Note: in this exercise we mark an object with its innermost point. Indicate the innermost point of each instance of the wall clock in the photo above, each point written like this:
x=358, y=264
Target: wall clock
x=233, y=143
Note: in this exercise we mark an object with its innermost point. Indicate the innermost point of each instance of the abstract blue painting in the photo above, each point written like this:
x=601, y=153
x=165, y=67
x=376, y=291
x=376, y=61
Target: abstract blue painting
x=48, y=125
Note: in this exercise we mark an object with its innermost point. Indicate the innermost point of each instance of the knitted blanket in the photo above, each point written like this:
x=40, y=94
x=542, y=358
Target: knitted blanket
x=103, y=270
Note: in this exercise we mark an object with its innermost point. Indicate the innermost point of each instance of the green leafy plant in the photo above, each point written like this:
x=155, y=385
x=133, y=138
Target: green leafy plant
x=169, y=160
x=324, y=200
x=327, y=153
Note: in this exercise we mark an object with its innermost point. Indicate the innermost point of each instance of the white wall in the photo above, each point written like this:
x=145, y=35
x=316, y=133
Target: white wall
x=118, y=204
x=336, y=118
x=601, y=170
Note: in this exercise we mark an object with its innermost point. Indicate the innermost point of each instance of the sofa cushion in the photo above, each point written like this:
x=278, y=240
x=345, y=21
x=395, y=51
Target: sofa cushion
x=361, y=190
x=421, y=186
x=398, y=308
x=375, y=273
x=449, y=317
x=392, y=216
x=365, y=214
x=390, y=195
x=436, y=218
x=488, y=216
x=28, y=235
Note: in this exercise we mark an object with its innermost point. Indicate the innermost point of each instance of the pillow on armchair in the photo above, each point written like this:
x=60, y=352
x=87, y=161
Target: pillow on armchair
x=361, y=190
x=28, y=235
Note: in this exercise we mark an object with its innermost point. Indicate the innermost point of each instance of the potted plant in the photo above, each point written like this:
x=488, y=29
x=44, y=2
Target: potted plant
┄┄┄┄┄┄┄┄┄┄
Stated goal - Rewrite the listing starting at the line that contains "of the knitted" and ending at the line that contains "x=601, y=170", with "green leafy plant" changed to "potted fern" and everything else left the same.

Output below -
Note: in this exercise we mark an object with its innermost point. Indicate the innermost point of each instance of the knitted blanket in the photo above, each point written like this:
x=40, y=94
x=542, y=358
Target: knitted blanket
x=103, y=270
Note: in this exercise we mark an object with its innermost point. Indicate the innermost point of each instance of the potted fern in the photo above, each point written like this:
x=155, y=385
x=133, y=138
Target: potted fern
x=169, y=160
x=324, y=200
x=327, y=153
Note: in this exercise we mark an object with its innermost point. Indicate the innermost point of each instance of the white wall in the photo above, each point written like this:
x=145, y=35
x=316, y=133
Target: white wall
x=118, y=204
x=336, y=118
x=601, y=170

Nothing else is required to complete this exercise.